▶ [STORED DATA]:
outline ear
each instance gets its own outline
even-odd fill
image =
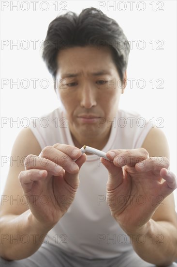
[[[123,78],[123,81],[122,83],[122,94],[124,92],[124,90],[127,86],[127,70],[125,70]]]

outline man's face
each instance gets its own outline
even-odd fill
[[[58,63],[57,90],[73,135],[86,140],[107,135],[123,91],[111,51],[69,48],[60,51]]]

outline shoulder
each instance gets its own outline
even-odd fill
[[[149,157],[166,157],[170,159],[168,142],[163,131],[157,127],[152,128],[145,138],[143,148],[146,149]]]

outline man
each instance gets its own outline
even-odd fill
[[[31,122],[14,144],[12,156],[26,158],[4,190],[20,202],[1,207],[2,266],[172,265],[176,177],[163,134],[118,109],[129,52],[122,31],[91,8],[56,18],[46,41],[63,108],[41,118],[47,127]],[[84,145],[109,160],[82,155]]]

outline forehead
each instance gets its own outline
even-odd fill
[[[106,47],[75,47],[60,50],[57,57],[58,74],[117,72],[110,50]],[[69,76],[68,76],[69,77]],[[71,76],[70,76],[71,77]]]

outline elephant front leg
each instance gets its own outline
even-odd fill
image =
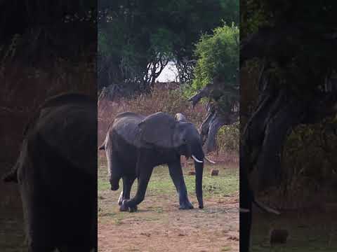
[[[192,209],[192,205],[187,197],[187,190],[185,183],[184,176],[180,160],[171,164],[168,164],[168,170],[170,176],[173,181],[176,189],[179,196],[179,209]]]
[[[128,207],[126,207],[125,205],[122,205],[123,200],[130,199],[130,193],[131,192],[132,185],[133,184],[135,179],[136,176],[132,178],[123,177],[123,190],[121,191],[121,195],[119,195],[119,199],[118,200],[118,204],[121,206],[119,207],[119,211],[127,211],[130,210],[130,211],[133,212],[137,211],[137,206],[129,209]]]
[[[143,169],[138,176],[137,192],[131,200],[124,200],[121,207],[129,208],[130,211],[137,210],[137,205],[144,200],[146,189],[152,173],[153,167]]]

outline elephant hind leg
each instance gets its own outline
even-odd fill
[[[138,187],[135,197],[131,200],[124,200],[121,206],[123,207],[130,208],[131,211],[133,209],[137,209],[136,206],[138,204],[144,200],[145,197],[146,189],[150,181],[150,178],[152,173],[153,167],[148,167],[147,169],[144,169],[143,172],[140,173],[138,176]]]
[[[128,207],[126,207],[122,205],[123,200],[130,199],[130,193],[131,191],[132,185],[136,179],[136,177],[123,177],[123,191],[119,195],[119,199],[118,200],[119,204],[121,206],[119,210],[121,211],[128,211]],[[137,209],[130,209],[131,211],[136,211]]]

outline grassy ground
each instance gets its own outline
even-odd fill
[[[308,211],[283,212],[279,216],[256,210],[252,228],[252,252],[337,251],[336,207]],[[289,236],[285,244],[270,246],[271,229],[286,229]]]
[[[210,170],[220,170],[211,176]],[[176,189],[166,166],[151,176],[136,213],[119,212],[118,191],[110,190],[105,159],[98,167],[99,251],[239,251],[239,169],[225,164],[204,169],[204,209],[197,208],[194,176],[184,169],[192,210],[178,210]],[[135,195],[137,183],[133,187]]]
[[[21,200],[16,184],[0,181],[0,251],[26,252]]]

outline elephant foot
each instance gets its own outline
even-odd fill
[[[133,207],[130,207],[130,213],[136,212],[137,210],[138,210],[138,208],[137,207],[137,206],[133,206]]]
[[[193,209],[193,206],[189,201],[187,201],[180,204],[179,209],[183,209],[183,210]]]
[[[121,206],[119,206],[119,211],[128,211],[128,207],[122,204]]]
[[[134,213],[134,212],[137,211],[137,210],[138,210],[137,206],[131,206],[131,207],[126,206],[126,203],[127,202],[127,200],[123,200],[123,202],[121,202],[121,205],[119,207],[119,211],[129,211],[130,213]]]
[[[119,198],[118,199],[118,204],[119,206],[121,205],[122,201],[123,201],[123,191],[121,192],[121,195],[119,195]]]

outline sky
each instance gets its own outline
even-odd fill
[[[159,82],[176,81],[176,74],[178,74],[177,68],[173,62],[170,62],[163,69],[156,80]]]

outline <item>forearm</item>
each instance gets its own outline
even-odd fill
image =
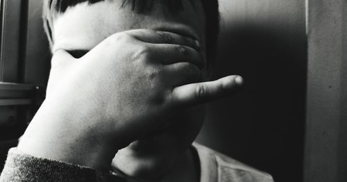
[[[108,172],[10,150],[0,181],[125,181]]]
[[[96,140],[83,126],[72,126],[77,123],[74,120],[82,118],[61,113],[49,105],[53,104],[44,102],[19,142],[18,149],[35,157],[107,170],[117,148],[106,146],[106,141]]]

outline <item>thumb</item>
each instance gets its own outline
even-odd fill
[[[217,81],[175,88],[172,100],[178,106],[196,106],[232,94],[244,83],[242,77],[228,76]]]

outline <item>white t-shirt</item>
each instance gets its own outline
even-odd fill
[[[273,182],[272,176],[198,143],[201,182]]]

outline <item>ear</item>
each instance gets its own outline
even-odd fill
[[[51,59],[51,72],[46,90],[46,97],[58,88],[58,85],[60,85],[61,78],[74,69],[73,64],[75,63],[76,63],[76,59],[65,50],[59,50],[54,53]]]

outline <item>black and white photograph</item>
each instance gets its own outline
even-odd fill
[[[346,182],[345,0],[0,0],[0,182]]]

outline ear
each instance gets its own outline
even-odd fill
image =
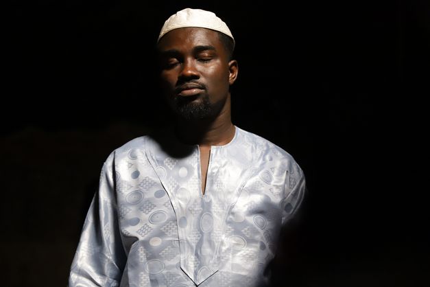
[[[232,60],[228,62],[228,82],[230,86],[236,81],[238,71],[239,67],[237,66],[237,61],[236,60]]]

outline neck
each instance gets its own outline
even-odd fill
[[[176,133],[179,139],[187,144],[200,146],[223,146],[235,136],[235,126],[231,122],[230,101],[215,117],[203,119],[178,119]]]

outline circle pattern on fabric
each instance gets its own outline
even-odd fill
[[[153,225],[159,225],[167,219],[167,214],[163,210],[158,210],[150,216],[150,222]]]
[[[139,172],[139,170],[134,170],[132,173],[132,179],[136,179],[139,177],[139,175],[141,175],[141,172]]]
[[[180,177],[187,177],[187,176],[188,175],[188,170],[187,169],[187,168],[184,167],[182,167],[179,169],[179,176]]]
[[[165,268],[164,263],[158,259],[153,259],[148,261],[145,266],[146,270],[151,274],[158,274]]]
[[[160,176],[160,178],[161,178],[162,179],[165,179],[166,176],[167,175],[167,172],[166,172],[166,169],[164,168],[163,166],[157,166],[155,168],[155,171],[157,173],[157,174],[158,175],[158,176]]]
[[[240,250],[246,246],[246,240],[241,236],[232,236],[228,238],[228,242],[235,250]]]
[[[162,241],[159,237],[153,237],[150,240],[150,244],[153,246],[157,246],[161,244]]]
[[[241,222],[245,220],[245,216],[243,214],[236,212],[233,216],[233,221],[235,222]]]
[[[188,222],[187,222],[187,218],[185,216],[182,216],[180,218],[179,218],[179,227],[180,228],[187,227],[187,224]]]
[[[264,229],[264,227],[266,227],[266,220],[261,215],[254,216],[254,223],[255,223],[255,225],[256,225],[260,229]]]
[[[208,232],[212,230],[213,226],[213,218],[212,214],[206,213],[200,218],[200,229],[203,232]]]
[[[166,195],[166,192],[163,190],[158,190],[154,193],[154,196],[156,198],[161,198],[165,195]]]
[[[139,225],[139,222],[141,222],[141,220],[137,217],[134,217],[128,220],[128,224],[131,226],[136,226]]]
[[[130,193],[126,198],[126,200],[130,205],[136,205],[143,199],[143,193],[140,190],[135,190]]]
[[[191,199],[191,194],[190,192],[184,187],[180,187],[176,193],[176,198],[184,203],[185,205],[188,205]]]
[[[264,156],[264,159],[265,159],[267,161],[272,161],[273,160],[273,158],[272,157],[272,155],[266,154]]]
[[[128,157],[130,159],[137,159],[137,152],[136,152],[135,149],[133,148],[130,152],[128,152]]]
[[[261,180],[265,183],[270,184],[270,183],[272,183],[272,176],[269,171],[265,170],[261,174],[260,174],[260,179],[261,179]]]

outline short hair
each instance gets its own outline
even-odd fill
[[[233,58],[233,52],[235,51],[235,42],[229,36],[218,32],[219,41],[224,47],[226,53],[227,53],[227,59],[228,61]]]

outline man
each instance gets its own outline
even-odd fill
[[[294,159],[232,124],[233,36],[215,14],[166,21],[157,50],[171,133],[105,162],[69,286],[261,286],[305,190]]]

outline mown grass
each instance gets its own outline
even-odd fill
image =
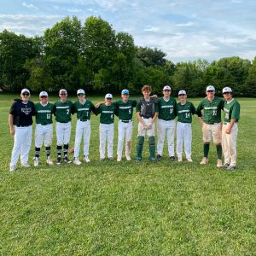
[[[0,96],[2,255],[256,255],[255,99],[239,99],[234,172],[216,168],[212,146],[210,164],[199,165],[202,141],[196,117],[192,164],[171,162],[166,148],[162,161],[150,163],[146,143],[140,164],[100,162],[98,117],[93,116],[91,163],[49,167],[44,149],[38,168],[19,167],[12,175],[7,119],[13,98]],[[74,131],[75,118],[71,144]],[[114,152],[116,145],[115,136]],[[32,148],[31,163],[32,156]]]

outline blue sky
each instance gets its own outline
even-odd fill
[[[136,45],[158,48],[174,61],[256,55],[256,1],[223,0],[0,0],[0,31],[26,36],[67,15],[82,24],[101,16]]]

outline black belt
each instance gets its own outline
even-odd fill
[[[131,122],[131,120],[121,120],[121,119],[120,119],[120,121],[123,122],[123,123],[130,123],[130,122]]]

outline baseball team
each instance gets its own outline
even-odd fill
[[[238,120],[240,118],[240,104],[233,97],[231,88],[224,87],[222,90],[224,98],[215,96],[215,88],[208,85],[206,97],[199,103],[197,108],[187,100],[184,90],[178,91],[178,100],[172,96],[170,85],[163,88],[163,96],[150,96],[151,87],[143,85],[143,97],[138,100],[129,99],[129,90],[124,89],[121,99],[112,102],[113,96],[108,93],[105,101],[94,105],[85,97],[83,89],[77,91],[78,101],[72,102],[67,99],[67,91],[61,89],[59,91],[60,100],[54,104],[49,102],[48,93],[41,91],[39,102],[34,104],[29,101],[30,91],[23,89],[20,99],[15,99],[11,106],[9,115],[10,134],[14,136],[9,171],[15,172],[20,157],[20,164],[30,167],[28,164],[29,152],[32,137],[32,116],[35,116],[35,154],[34,166],[38,166],[40,150],[44,143],[46,162],[53,165],[50,149],[53,139],[53,115],[55,116],[56,132],[56,164],[62,162],[81,165],[79,159],[80,144],[84,138],[84,161],[90,162],[89,158],[90,138],[90,115],[100,115],[100,160],[105,160],[107,155],[109,160],[113,160],[113,144],[114,132],[114,115],[118,121],[117,161],[120,162],[123,156],[125,142],[125,158],[131,158],[132,137],[133,108],[136,108],[136,116],[138,119],[138,132],[137,143],[136,161],[143,160],[143,150],[147,134],[150,161],[160,160],[162,158],[166,136],[170,160],[174,161],[174,137],[176,133],[176,154],[177,161],[183,161],[183,147],[187,161],[193,162],[191,158],[192,143],[192,115],[197,114],[202,127],[203,158],[201,165],[208,163],[208,154],[212,137],[217,150],[217,167],[234,171],[236,166],[236,138],[238,133]],[[223,110],[223,121],[221,111]],[[73,161],[68,158],[71,136],[72,114],[77,117],[75,143]],[[177,117],[177,122],[175,119]],[[157,120],[157,121],[156,121]],[[155,121],[157,122],[157,143],[155,142]],[[155,153],[157,152],[157,153]],[[155,157],[156,154],[156,157]],[[222,162],[224,154],[224,163]]]

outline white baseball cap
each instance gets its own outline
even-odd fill
[[[107,93],[105,96],[105,99],[113,99],[113,95],[111,93]]]
[[[28,90],[28,89],[26,89],[26,88],[24,88],[24,89],[22,89],[22,90],[21,90],[21,93],[20,93],[20,94],[23,94],[24,92],[27,92],[27,93],[29,93],[29,94],[30,94],[30,91],[29,91],[29,90]]]
[[[61,89],[59,94],[61,94],[61,93],[66,93],[66,94],[67,94],[67,91],[66,89]]]
[[[164,87],[163,90],[172,90],[171,86],[166,85],[166,86]]]
[[[43,91],[40,92],[39,97],[42,97],[42,96],[48,96],[48,93],[47,93],[46,91],[44,91],[44,90],[43,90]]]
[[[208,86],[207,87],[207,91],[209,91],[209,90],[213,90],[213,91],[215,91],[214,86],[212,86],[212,85],[208,85]]]
[[[230,87],[224,87],[222,90],[222,93],[224,93],[224,92],[232,92],[232,89]]]
[[[85,91],[83,89],[79,89],[77,91],[77,95],[79,95],[79,94],[85,94]]]
[[[177,95],[182,95],[182,94],[183,94],[183,95],[187,95],[187,93],[186,93],[186,90],[181,90],[178,92],[178,94],[177,94]]]

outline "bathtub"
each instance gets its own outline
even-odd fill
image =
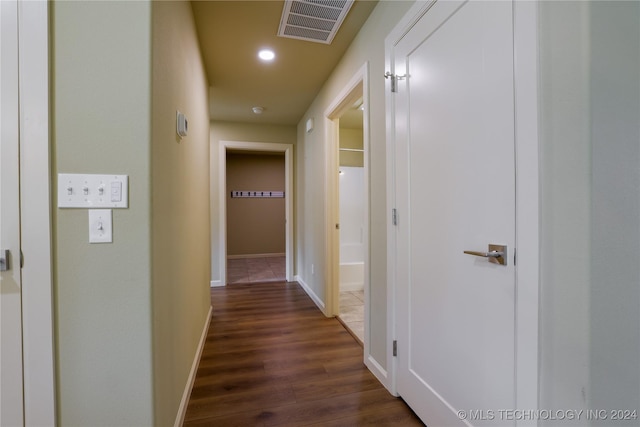
[[[364,289],[364,247],[362,243],[340,245],[340,290]]]

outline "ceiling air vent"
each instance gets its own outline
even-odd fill
[[[285,0],[278,36],[331,44],[353,0]]]

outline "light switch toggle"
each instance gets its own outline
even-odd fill
[[[128,181],[127,175],[58,174],[58,207],[127,208]]]
[[[111,209],[89,209],[89,243],[112,243]]]
[[[114,181],[111,183],[111,201],[119,202],[122,200],[122,183]]]

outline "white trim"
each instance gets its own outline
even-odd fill
[[[213,313],[213,307],[209,306],[209,313],[207,314],[206,322],[204,322],[204,328],[202,329],[202,334],[200,335],[200,342],[198,343],[198,348],[196,349],[196,355],[193,358],[193,363],[191,364],[191,371],[189,372],[189,378],[187,379],[187,384],[184,388],[184,391],[182,392],[182,400],[180,401],[180,407],[178,408],[176,421],[173,423],[174,427],[180,427],[182,424],[184,424],[184,417],[187,414],[189,398],[191,398],[191,390],[193,389],[193,383],[196,380],[196,374],[198,373],[198,365],[200,365],[200,359],[202,358],[202,351],[204,350],[204,345],[207,341],[207,333],[209,332],[209,326],[211,325],[212,313]]]
[[[371,371],[371,373],[380,381],[381,384],[387,384],[389,382],[389,373],[378,363],[373,356],[369,355],[365,360],[365,365]]]
[[[49,153],[49,8],[19,1],[25,425],[56,425]]]
[[[540,187],[538,3],[514,1],[516,408],[538,408]],[[520,420],[518,426],[537,421]]]
[[[284,153],[285,168],[285,264],[286,277],[290,282],[293,277],[293,144],[277,144],[269,142],[220,141],[218,155],[218,196],[220,205],[220,278],[216,286],[227,283],[227,150],[278,152]],[[214,281],[211,281],[212,285]]]
[[[321,299],[318,295],[316,295],[316,293],[315,293],[315,292],[313,292],[313,289],[311,289],[311,287],[309,287],[309,285],[307,285],[307,284],[305,283],[305,281],[304,281],[304,280],[302,280],[302,277],[300,277],[300,276],[296,276],[296,277],[294,278],[294,280],[295,280],[296,282],[298,282],[298,284],[299,284],[299,285],[302,287],[302,289],[307,293],[307,295],[309,295],[309,298],[311,298],[311,301],[313,301],[313,302],[314,302],[314,304],[318,306],[318,308],[320,309],[320,311],[322,311],[323,313],[325,313],[326,306],[325,306],[324,302],[322,301],[322,299]]]
[[[277,258],[286,256],[286,252],[271,253],[271,254],[246,254],[246,255],[227,255],[227,259],[246,259],[246,258]]]

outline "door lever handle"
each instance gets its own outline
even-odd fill
[[[464,251],[467,255],[489,258],[493,264],[507,265],[507,247],[504,245],[490,244],[487,252]]]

▶ [SET TASK]: Extract each line above that contains the string "black".

▶ [WRITTEN RESPONSE]:
outline <item>black and white photograph</item>
outline black belt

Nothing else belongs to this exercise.